**WRITTEN EXERCISE A:**
From the postal service news segment, reproduce the part that opens with the words containing "First-class mail to" and closes with "with this program.".
**WRITTEN EXERCISE B:**
Name every step the postal service news segment says the Postal Service is taking to cut costs.
**WRITTEN EXERCISE C:**
Write the next part of the postal service news transcript, starting after its final sentence.

Nightly News   |  December 05, 2011

First-class mail to be slower, more expensive

The U.S. Postal Service is on the verge of bankruptcy. To cut costs, it's closing facilities, laying off employees and slowing down first-class mail. NBC’s Tom Costello has more.

Share This:

This content comes from Closed Captioning that was broadcast along with this program.

>>> good evening. no matter how electronic and portable we may consider this current age in america, this time of year, mailboxes across this country are stuffed full of christmas cards and catalogs and it's all the job of the u.s. postal service to get it all there. make no mistake, it is remarkable to this day that a letter can go aa cross town in one day or travel vast distances just a day later, just for the price of a stamp. but today the u.s. postal service made it clear reality is about to take a bite. they've got to find $20 billion in operating costs. that means slowing everything down. that means everything that comes by mail. it's where we begin tonight with nbc's tom costello -- where else? at the post office . good evening.

**RAW DATA:**

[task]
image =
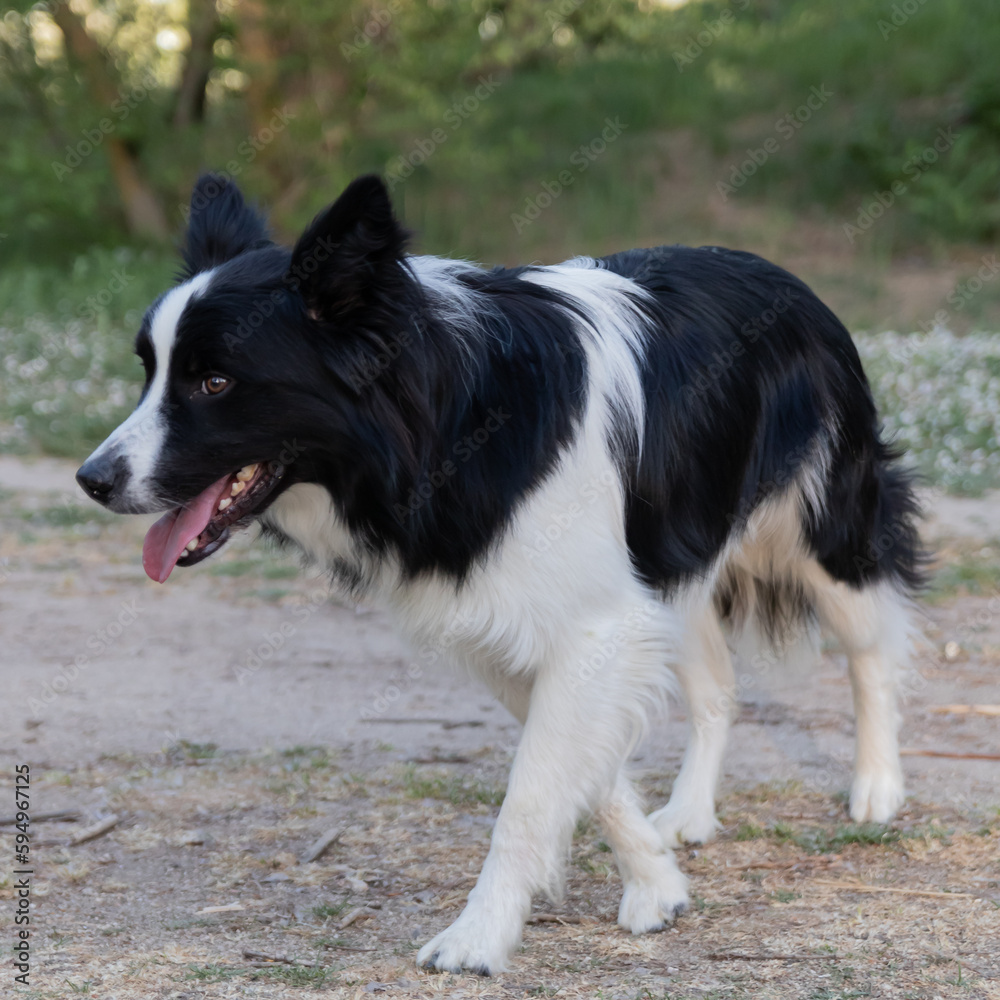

**FINAL RESULT A:**
First-class mail to be slower, more expensive

The U.S. Postal Service is on the verge of bankruptcy. To cut costs, it's closing facilities, laying off employees and slowing down first-class mail. NBC’s Tom Costello has more.

Share This:

This content comes from Closed Captioning that was broadcast along with this program.

**FINAL RESULT B:**
- closing facilities
- laying off employees
- slowing down first-class mail

**FINAL RESULT C:**
>> reporter: good evening to you. the postal service is cash-strapped. it's lost a third of its first class volume. it's bloated, so it's cutting costs. that means slowing things down starting in the spring. the folks at the post office hate the term " snail mail ," but first class mail is about to get more expensive and slower.

>> mail that is dropped in a blue collection box will no longer receive overnight service standard.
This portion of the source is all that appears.